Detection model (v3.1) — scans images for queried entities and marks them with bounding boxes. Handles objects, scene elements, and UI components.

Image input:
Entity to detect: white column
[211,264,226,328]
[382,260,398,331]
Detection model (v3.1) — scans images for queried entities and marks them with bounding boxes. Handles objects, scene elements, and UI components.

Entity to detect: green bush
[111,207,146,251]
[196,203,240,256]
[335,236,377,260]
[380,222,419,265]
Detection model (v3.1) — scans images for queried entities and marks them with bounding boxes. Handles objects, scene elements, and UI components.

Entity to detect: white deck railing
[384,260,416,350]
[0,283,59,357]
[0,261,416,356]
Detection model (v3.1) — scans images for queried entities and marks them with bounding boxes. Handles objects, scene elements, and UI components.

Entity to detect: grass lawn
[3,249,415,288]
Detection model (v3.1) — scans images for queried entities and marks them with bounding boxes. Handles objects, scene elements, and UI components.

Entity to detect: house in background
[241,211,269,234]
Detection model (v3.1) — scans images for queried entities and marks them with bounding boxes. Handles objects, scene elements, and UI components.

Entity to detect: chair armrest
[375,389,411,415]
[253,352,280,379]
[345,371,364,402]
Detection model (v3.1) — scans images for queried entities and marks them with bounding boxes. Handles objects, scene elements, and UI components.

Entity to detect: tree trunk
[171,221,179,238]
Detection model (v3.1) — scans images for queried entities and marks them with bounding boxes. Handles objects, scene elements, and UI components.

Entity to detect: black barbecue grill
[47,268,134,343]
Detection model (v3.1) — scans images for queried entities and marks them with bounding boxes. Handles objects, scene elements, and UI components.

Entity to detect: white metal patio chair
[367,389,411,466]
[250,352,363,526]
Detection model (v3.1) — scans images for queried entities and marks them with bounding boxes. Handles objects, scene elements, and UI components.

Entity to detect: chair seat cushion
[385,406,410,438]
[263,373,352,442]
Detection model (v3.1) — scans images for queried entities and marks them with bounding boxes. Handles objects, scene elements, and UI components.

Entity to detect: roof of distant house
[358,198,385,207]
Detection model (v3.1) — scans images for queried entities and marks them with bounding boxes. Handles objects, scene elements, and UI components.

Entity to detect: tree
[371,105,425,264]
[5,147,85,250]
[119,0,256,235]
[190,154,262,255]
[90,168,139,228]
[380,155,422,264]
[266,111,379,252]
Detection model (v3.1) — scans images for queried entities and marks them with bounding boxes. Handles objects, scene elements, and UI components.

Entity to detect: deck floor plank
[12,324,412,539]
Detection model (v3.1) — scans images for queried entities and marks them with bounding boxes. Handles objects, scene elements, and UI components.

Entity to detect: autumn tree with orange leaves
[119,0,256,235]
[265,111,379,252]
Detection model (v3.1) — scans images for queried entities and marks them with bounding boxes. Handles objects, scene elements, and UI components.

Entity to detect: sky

■ ■ ■ ■

Which lines of the records above contain the word "house"? Pick out every such line and copy it in full.

Entity to detect: house in background
Entity to detect: roof of distant house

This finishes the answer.